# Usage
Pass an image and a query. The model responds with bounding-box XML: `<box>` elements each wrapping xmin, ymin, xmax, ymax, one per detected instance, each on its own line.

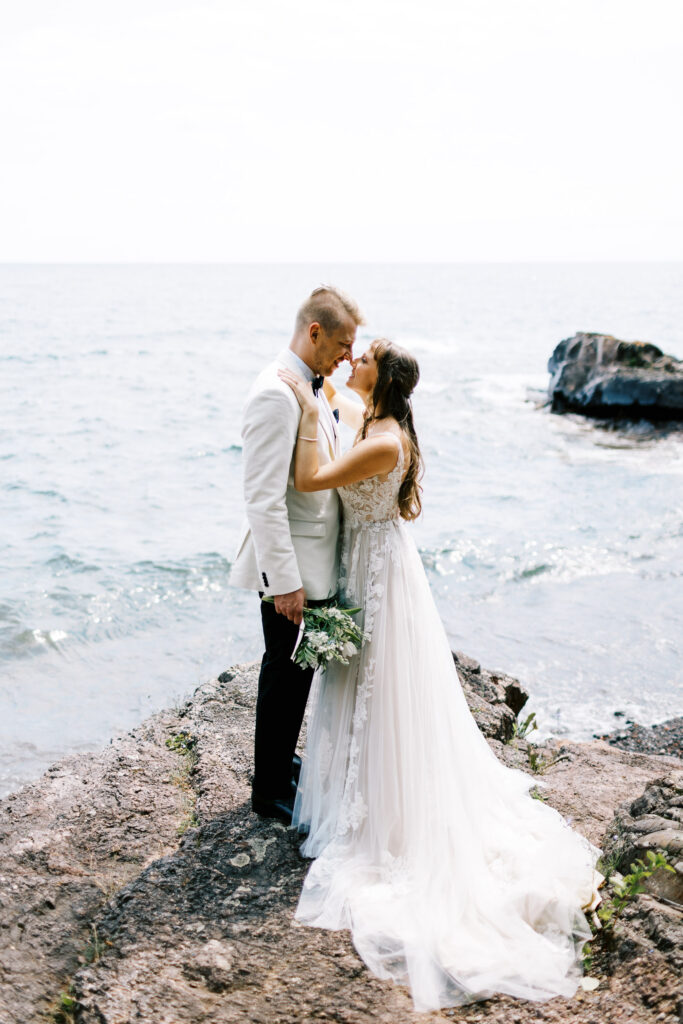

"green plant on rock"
<box><xmin>176</xmin><ymin>807</ymin><xmax>200</xmax><ymax>836</ymax></box>
<box><xmin>512</xmin><ymin>711</ymin><xmax>539</xmax><ymax>739</ymax></box>
<box><xmin>598</xmin><ymin>850</ymin><xmax>675</xmax><ymax>929</ymax></box>
<box><xmin>166</xmin><ymin>729</ymin><xmax>197</xmax><ymax>765</ymax></box>
<box><xmin>526</xmin><ymin>744</ymin><xmax>569</xmax><ymax>775</ymax></box>
<box><xmin>50</xmin><ymin>992</ymin><xmax>76</xmax><ymax>1024</ymax></box>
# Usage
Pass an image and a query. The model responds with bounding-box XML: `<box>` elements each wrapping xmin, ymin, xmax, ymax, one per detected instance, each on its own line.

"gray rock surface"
<box><xmin>596</xmin><ymin>717</ymin><xmax>683</xmax><ymax>758</ymax></box>
<box><xmin>602</xmin><ymin>770</ymin><xmax>683</xmax><ymax>1019</ymax></box>
<box><xmin>548</xmin><ymin>332</ymin><xmax>683</xmax><ymax>421</ymax></box>
<box><xmin>0</xmin><ymin>654</ymin><xmax>681</xmax><ymax>1024</ymax></box>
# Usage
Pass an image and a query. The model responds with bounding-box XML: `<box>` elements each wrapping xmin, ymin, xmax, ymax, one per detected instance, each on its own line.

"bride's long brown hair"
<box><xmin>358</xmin><ymin>338</ymin><xmax>423</xmax><ymax>520</ymax></box>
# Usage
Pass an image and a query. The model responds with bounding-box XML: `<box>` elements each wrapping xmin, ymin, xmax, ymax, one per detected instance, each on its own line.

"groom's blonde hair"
<box><xmin>296</xmin><ymin>285</ymin><xmax>366</xmax><ymax>334</ymax></box>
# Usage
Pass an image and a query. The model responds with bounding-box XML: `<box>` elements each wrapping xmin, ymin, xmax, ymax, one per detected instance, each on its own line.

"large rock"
<box><xmin>602</xmin><ymin>770</ymin><xmax>683</xmax><ymax>1019</ymax></box>
<box><xmin>0</xmin><ymin>654</ymin><xmax>680</xmax><ymax>1024</ymax></box>
<box><xmin>548</xmin><ymin>332</ymin><xmax>683</xmax><ymax>421</ymax></box>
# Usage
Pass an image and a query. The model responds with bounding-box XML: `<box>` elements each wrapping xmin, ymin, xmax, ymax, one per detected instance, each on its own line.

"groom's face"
<box><xmin>309</xmin><ymin>317</ymin><xmax>356</xmax><ymax>377</ymax></box>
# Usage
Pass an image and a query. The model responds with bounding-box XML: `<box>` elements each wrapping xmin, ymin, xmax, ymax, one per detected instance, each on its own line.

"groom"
<box><xmin>230</xmin><ymin>287</ymin><xmax>364</xmax><ymax>824</ymax></box>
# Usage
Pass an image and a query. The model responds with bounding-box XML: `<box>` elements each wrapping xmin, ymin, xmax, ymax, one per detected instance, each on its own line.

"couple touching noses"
<box><xmin>232</xmin><ymin>288</ymin><xmax>602</xmax><ymax>1011</ymax></box>
<box><xmin>230</xmin><ymin>287</ymin><xmax>378</xmax><ymax>823</ymax></box>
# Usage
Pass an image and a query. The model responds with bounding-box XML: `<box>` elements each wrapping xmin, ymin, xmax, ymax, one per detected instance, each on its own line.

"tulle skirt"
<box><xmin>294</xmin><ymin>520</ymin><xmax>602</xmax><ymax>1011</ymax></box>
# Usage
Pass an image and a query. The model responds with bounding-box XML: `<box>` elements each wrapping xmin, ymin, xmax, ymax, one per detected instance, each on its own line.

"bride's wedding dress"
<box><xmin>294</xmin><ymin>435</ymin><xmax>602</xmax><ymax>1010</ymax></box>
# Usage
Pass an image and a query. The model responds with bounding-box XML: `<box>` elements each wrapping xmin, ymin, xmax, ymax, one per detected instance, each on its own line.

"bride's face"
<box><xmin>346</xmin><ymin>345</ymin><xmax>377</xmax><ymax>400</ymax></box>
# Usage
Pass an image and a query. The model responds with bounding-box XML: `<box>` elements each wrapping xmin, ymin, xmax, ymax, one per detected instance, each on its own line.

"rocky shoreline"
<box><xmin>0</xmin><ymin>653</ymin><xmax>683</xmax><ymax>1024</ymax></box>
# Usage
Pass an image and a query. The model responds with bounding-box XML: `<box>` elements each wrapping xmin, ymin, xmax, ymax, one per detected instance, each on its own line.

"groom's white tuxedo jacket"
<box><xmin>230</xmin><ymin>348</ymin><xmax>341</xmax><ymax>600</ymax></box>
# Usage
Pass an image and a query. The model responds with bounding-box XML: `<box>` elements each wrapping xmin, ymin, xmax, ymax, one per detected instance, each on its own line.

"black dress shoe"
<box><xmin>251</xmin><ymin>794</ymin><xmax>294</xmax><ymax>825</ymax></box>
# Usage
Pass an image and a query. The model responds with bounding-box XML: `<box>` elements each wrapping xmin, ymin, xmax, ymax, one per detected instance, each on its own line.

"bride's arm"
<box><xmin>323</xmin><ymin>377</ymin><xmax>362</xmax><ymax>430</ymax></box>
<box><xmin>280</xmin><ymin>370</ymin><xmax>398</xmax><ymax>492</ymax></box>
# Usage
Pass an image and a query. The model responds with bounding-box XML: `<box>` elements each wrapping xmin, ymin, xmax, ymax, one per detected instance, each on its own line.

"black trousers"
<box><xmin>253</xmin><ymin>601</ymin><xmax>313</xmax><ymax>800</ymax></box>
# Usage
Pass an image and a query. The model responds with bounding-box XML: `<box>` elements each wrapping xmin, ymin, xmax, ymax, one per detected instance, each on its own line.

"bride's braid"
<box><xmin>360</xmin><ymin>338</ymin><xmax>423</xmax><ymax>519</ymax></box>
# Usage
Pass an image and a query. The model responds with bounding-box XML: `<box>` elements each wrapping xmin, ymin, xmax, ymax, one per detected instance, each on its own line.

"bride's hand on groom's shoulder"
<box><xmin>278</xmin><ymin>370</ymin><xmax>317</xmax><ymax>415</ymax></box>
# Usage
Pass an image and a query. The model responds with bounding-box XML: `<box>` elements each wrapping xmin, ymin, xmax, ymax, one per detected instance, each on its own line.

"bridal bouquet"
<box><xmin>263</xmin><ymin>597</ymin><xmax>369</xmax><ymax>669</ymax></box>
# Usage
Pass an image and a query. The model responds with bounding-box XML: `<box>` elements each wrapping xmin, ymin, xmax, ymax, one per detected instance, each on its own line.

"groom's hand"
<box><xmin>274</xmin><ymin>587</ymin><xmax>306</xmax><ymax>626</ymax></box>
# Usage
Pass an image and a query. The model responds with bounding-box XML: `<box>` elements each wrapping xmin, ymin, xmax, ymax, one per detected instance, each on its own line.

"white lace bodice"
<box><xmin>337</xmin><ymin>430</ymin><xmax>404</xmax><ymax>526</ymax></box>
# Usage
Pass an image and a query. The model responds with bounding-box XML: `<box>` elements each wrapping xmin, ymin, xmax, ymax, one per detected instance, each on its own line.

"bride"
<box><xmin>281</xmin><ymin>340</ymin><xmax>602</xmax><ymax>1011</ymax></box>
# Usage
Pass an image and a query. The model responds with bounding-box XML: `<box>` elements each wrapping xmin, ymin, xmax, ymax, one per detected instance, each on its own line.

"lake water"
<box><xmin>0</xmin><ymin>264</ymin><xmax>683</xmax><ymax>793</ymax></box>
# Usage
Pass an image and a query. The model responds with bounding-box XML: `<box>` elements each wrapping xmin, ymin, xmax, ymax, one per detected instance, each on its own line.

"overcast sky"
<box><xmin>0</xmin><ymin>0</ymin><xmax>683</xmax><ymax>261</ymax></box>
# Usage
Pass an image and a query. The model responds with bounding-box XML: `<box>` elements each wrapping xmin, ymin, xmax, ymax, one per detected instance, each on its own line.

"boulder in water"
<box><xmin>548</xmin><ymin>332</ymin><xmax>683</xmax><ymax>422</ymax></box>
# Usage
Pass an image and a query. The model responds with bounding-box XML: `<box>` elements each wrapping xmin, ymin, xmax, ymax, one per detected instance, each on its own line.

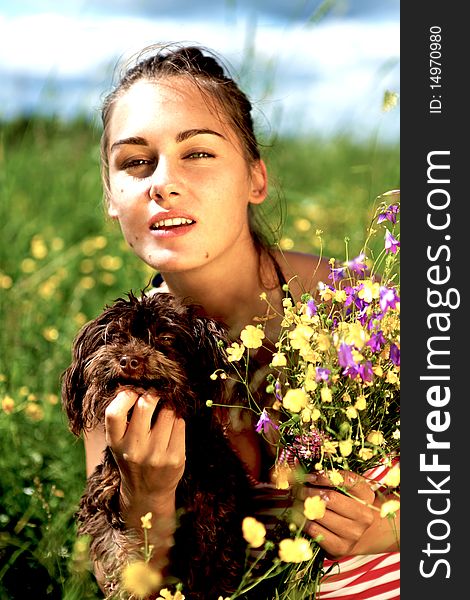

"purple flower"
<box><xmin>358</xmin><ymin>360</ymin><xmax>374</xmax><ymax>381</ymax></box>
<box><xmin>346</xmin><ymin>252</ymin><xmax>367</xmax><ymax>275</ymax></box>
<box><xmin>338</xmin><ymin>342</ymin><xmax>356</xmax><ymax>368</ymax></box>
<box><xmin>379</xmin><ymin>285</ymin><xmax>400</xmax><ymax>312</ymax></box>
<box><xmin>256</xmin><ymin>408</ymin><xmax>279</xmax><ymax>433</ymax></box>
<box><xmin>328</xmin><ymin>267</ymin><xmax>345</xmax><ymax>283</ymax></box>
<box><xmin>377</xmin><ymin>204</ymin><xmax>400</xmax><ymax>223</ymax></box>
<box><xmin>279</xmin><ymin>430</ymin><xmax>324</xmax><ymax>469</ymax></box>
<box><xmin>385</xmin><ymin>229</ymin><xmax>400</xmax><ymax>254</ymax></box>
<box><xmin>390</xmin><ymin>344</ymin><xmax>400</xmax><ymax>367</ymax></box>
<box><xmin>315</xmin><ymin>367</ymin><xmax>331</xmax><ymax>383</ymax></box>
<box><xmin>307</xmin><ymin>298</ymin><xmax>317</xmax><ymax>317</ymax></box>
<box><xmin>367</xmin><ymin>331</ymin><xmax>385</xmax><ymax>352</ymax></box>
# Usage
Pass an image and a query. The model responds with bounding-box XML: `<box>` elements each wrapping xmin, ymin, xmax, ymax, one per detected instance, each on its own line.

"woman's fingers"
<box><xmin>294</xmin><ymin>472</ymin><xmax>375</xmax><ymax>557</ymax></box>
<box><xmin>303</xmin><ymin>471</ymin><xmax>375</xmax><ymax>505</ymax></box>
<box><xmin>126</xmin><ymin>392</ymin><xmax>160</xmax><ymax>443</ymax></box>
<box><xmin>104</xmin><ymin>390</ymin><xmax>139</xmax><ymax>446</ymax></box>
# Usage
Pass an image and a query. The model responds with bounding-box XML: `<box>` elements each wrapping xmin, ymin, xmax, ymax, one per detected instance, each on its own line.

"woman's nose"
<box><xmin>149</xmin><ymin>159</ymin><xmax>180</xmax><ymax>202</ymax></box>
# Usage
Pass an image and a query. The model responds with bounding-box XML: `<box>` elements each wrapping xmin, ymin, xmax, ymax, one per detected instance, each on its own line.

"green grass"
<box><xmin>0</xmin><ymin>119</ymin><xmax>399</xmax><ymax>600</ymax></box>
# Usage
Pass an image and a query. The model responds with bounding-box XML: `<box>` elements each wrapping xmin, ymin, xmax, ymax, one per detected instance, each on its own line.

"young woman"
<box><xmin>81</xmin><ymin>46</ymin><xmax>399</xmax><ymax>600</ymax></box>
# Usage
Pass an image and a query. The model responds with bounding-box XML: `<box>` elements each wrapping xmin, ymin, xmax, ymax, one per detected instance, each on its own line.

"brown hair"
<box><xmin>101</xmin><ymin>43</ymin><xmax>280</xmax><ymax>250</ymax></box>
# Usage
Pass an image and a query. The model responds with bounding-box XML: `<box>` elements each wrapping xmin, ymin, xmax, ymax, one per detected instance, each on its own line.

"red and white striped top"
<box><xmin>250</xmin><ymin>457</ymin><xmax>400</xmax><ymax>600</ymax></box>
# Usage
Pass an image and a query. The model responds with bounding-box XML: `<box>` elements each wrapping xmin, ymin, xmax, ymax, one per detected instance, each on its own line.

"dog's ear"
<box><xmin>62</xmin><ymin>321</ymin><xmax>103</xmax><ymax>436</ymax></box>
<box><xmin>192</xmin><ymin>316</ymin><xmax>230</xmax><ymax>375</ymax></box>
<box><xmin>61</xmin><ymin>299</ymin><xmax>128</xmax><ymax>436</ymax></box>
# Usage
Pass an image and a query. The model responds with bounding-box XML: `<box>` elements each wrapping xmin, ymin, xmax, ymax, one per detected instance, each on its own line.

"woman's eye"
<box><xmin>186</xmin><ymin>152</ymin><xmax>214</xmax><ymax>159</ymax></box>
<box><xmin>123</xmin><ymin>158</ymin><xmax>155</xmax><ymax>177</ymax></box>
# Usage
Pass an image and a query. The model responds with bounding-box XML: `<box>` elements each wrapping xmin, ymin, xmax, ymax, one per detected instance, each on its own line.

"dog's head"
<box><xmin>62</xmin><ymin>293</ymin><xmax>232</xmax><ymax>435</ymax></box>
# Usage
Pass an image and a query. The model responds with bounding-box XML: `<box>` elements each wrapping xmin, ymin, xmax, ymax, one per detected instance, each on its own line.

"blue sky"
<box><xmin>0</xmin><ymin>0</ymin><xmax>400</xmax><ymax>140</ymax></box>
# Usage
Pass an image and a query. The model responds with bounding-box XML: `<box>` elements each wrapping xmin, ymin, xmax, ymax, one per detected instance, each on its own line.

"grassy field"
<box><xmin>0</xmin><ymin>119</ymin><xmax>399</xmax><ymax>600</ymax></box>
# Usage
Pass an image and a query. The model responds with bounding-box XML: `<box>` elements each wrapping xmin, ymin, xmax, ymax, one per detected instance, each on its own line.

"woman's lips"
<box><xmin>150</xmin><ymin>215</ymin><xmax>196</xmax><ymax>237</ymax></box>
<box><xmin>150</xmin><ymin>217</ymin><xmax>194</xmax><ymax>230</ymax></box>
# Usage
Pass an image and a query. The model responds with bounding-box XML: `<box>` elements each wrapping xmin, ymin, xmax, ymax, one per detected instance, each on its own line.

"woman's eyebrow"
<box><xmin>109</xmin><ymin>136</ymin><xmax>148</xmax><ymax>152</ymax></box>
<box><xmin>110</xmin><ymin>127</ymin><xmax>226</xmax><ymax>152</ymax></box>
<box><xmin>176</xmin><ymin>128</ymin><xmax>226</xmax><ymax>143</ymax></box>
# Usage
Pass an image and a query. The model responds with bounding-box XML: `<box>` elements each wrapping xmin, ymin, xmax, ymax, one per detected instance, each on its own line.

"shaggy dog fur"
<box><xmin>62</xmin><ymin>293</ymin><xmax>255</xmax><ymax>600</ymax></box>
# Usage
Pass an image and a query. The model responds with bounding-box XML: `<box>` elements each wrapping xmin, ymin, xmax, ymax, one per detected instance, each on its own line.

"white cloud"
<box><xmin>0</xmin><ymin>12</ymin><xmax>400</xmax><ymax>139</ymax></box>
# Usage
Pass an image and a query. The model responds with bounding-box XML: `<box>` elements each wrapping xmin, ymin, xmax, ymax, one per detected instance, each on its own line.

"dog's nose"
<box><xmin>119</xmin><ymin>355</ymin><xmax>142</xmax><ymax>374</ymax></box>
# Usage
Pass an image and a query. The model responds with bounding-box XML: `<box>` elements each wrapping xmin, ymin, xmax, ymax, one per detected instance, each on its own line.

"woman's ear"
<box><xmin>249</xmin><ymin>159</ymin><xmax>268</xmax><ymax>204</ymax></box>
<box><xmin>106</xmin><ymin>195</ymin><xmax>118</xmax><ymax>219</ymax></box>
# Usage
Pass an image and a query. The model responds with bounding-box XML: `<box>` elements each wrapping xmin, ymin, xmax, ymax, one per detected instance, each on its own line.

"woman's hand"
<box><xmin>105</xmin><ymin>389</ymin><xmax>185</xmax><ymax>526</ymax></box>
<box><xmin>294</xmin><ymin>471</ymin><xmax>377</xmax><ymax>558</ymax></box>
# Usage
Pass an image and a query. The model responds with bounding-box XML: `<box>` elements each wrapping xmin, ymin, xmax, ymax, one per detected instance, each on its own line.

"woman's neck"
<box><xmin>162</xmin><ymin>247</ymin><xmax>281</xmax><ymax>338</ymax></box>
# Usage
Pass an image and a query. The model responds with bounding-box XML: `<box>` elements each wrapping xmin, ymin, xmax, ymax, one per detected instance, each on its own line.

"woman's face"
<box><xmin>108</xmin><ymin>78</ymin><xmax>266</xmax><ymax>272</ymax></box>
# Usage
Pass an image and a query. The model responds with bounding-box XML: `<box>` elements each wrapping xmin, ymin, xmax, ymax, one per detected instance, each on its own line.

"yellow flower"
<box><xmin>31</xmin><ymin>235</ymin><xmax>47</xmax><ymax>260</ymax></box>
<box><xmin>20</xmin><ymin>258</ymin><xmax>37</xmax><ymax>273</ymax></box>
<box><xmin>344</xmin><ymin>322</ymin><xmax>369</xmax><ymax>350</ymax></box>
<box><xmin>304</xmin><ymin>496</ymin><xmax>326</xmax><ymax>521</ymax></box>
<box><xmin>289</xmin><ymin>324</ymin><xmax>314</xmax><ymax>350</ymax></box>
<box><xmin>346</xmin><ymin>406</ymin><xmax>357</xmax><ymax>419</ymax></box>
<box><xmin>382</xmin><ymin>90</ymin><xmax>398</xmax><ymax>112</ymax></box>
<box><xmin>380</xmin><ymin>500</ymin><xmax>400</xmax><ymax>519</ymax></box>
<box><xmin>383</xmin><ymin>465</ymin><xmax>400</xmax><ymax>487</ymax></box>
<box><xmin>2</xmin><ymin>396</ymin><xmax>15</xmax><ymax>415</ymax></box>
<box><xmin>357</xmin><ymin>448</ymin><xmax>374</xmax><ymax>460</ymax></box>
<box><xmin>327</xmin><ymin>469</ymin><xmax>344</xmax><ymax>485</ymax></box>
<box><xmin>317</xmin><ymin>333</ymin><xmax>331</xmax><ymax>352</ymax></box>
<box><xmin>335</xmin><ymin>290</ymin><xmax>347</xmax><ymax>302</ymax></box>
<box><xmin>320</xmin><ymin>285</ymin><xmax>335</xmax><ymax>302</ymax></box>
<box><xmin>140</xmin><ymin>512</ymin><xmax>152</xmax><ymax>529</ymax></box>
<box><xmin>100</xmin><ymin>254</ymin><xmax>122</xmax><ymax>271</ymax></box>
<box><xmin>279</xmin><ymin>538</ymin><xmax>313</xmax><ymax>563</ymax></box>
<box><xmin>339</xmin><ymin>440</ymin><xmax>352</xmax><ymax>456</ymax></box>
<box><xmin>366</xmin><ymin>429</ymin><xmax>384</xmax><ymax>446</ymax></box>
<box><xmin>357</xmin><ymin>279</ymin><xmax>380</xmax><ymax>304</ymax></box>
<box><xmin>300</xmin><ymin>404</ymin><xmax>321</xmax><ymax>423</ymax></box>
<box><xmin>242</xmin><ymin>517</ymin><xmax>266</xmax><ymax>548</ymax></box>
<box><xmin>323</xmin><ymin>440</ymin><xmax>338</xmax><ymax>454</ymax></box>
<box><xmin>272</xmin><ymin>463</ymin><xmax>293</xmax><ymax>490</ymax></box>
<box><xmin>282</xmin><ymin>388</ymin><xmax>308</xmax><ymax>413</ymax></box>
<box><xmin>24</xmin><ymin>402</ymin><xmax>44</xmax><ymax>421</ymax></box>
<box><xmin>0</xmin><ymin>273</ymin><xmax>13</xmax><ymax>290</ymax></box>
<box><xmin>271</xmin><ymin>352</ymin><xmax>287</xmax><ymax>367</ymax></box>
<box><xmin>354</xmin><ymin>394</ymin><xmax>367</xmax><ymax>410</ymax></box>
<box><xmin>79</xmin><ymin>277</ymin><xmax>96</xmax><ymax>290</ymax></box>
<box><xmin>122</xmin><ymin>560</ymin><xmax>162</xmax><ymax>598</ymax></box>
<box><xmin>240</xmin><ymin>325</ymin><xmax>264</xmax><ymax>348</ymax></box>
<box><xmin>227</xmin><ymin>342</ymin><xmax>245</xmax><ymax>362</ymax></box>
<box><xmin>385</xmin><ymin>371</ymin><xmax>400</xmax><ymax>384</ymax></box>
<box><xmin>42</xmin><ymin>327</ymin><xmax>59</xmax><ymax>342</ymax></box>
<box><xmin>304</xmin><ymin>363</ymin><xmax>318</xmax><ymax>392</ymax></box>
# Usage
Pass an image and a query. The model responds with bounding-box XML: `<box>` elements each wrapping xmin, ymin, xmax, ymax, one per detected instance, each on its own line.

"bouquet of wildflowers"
<box><xmin>214</xmin><ymin>190</ymin><xmax>400</xmax><ymax>600</ymax></box>
<box><xmin>115</xmin><ymin>190</ymin><xmax>400</xmax><ymax>600</ymax></box>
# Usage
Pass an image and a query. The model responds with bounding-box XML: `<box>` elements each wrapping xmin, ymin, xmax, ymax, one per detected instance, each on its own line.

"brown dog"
<box><xmin>62</xmin><ymin>293</ymin><xmax>255</xmax><ymax>600</ymax></box>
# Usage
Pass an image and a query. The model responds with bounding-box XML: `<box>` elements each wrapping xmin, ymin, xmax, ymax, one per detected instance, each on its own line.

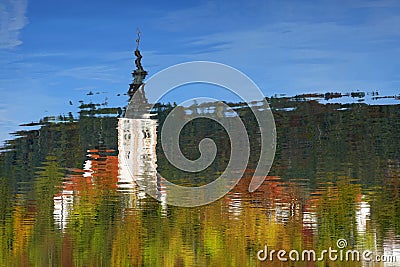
# # #
Exercise details:
Locate every line in the records above that contains the string "bouquet" and copy each of those lines out. Treat uppercase and lowercase as different.

Output of the task:
"bridal bouquet"
"bouquet of wildflowers"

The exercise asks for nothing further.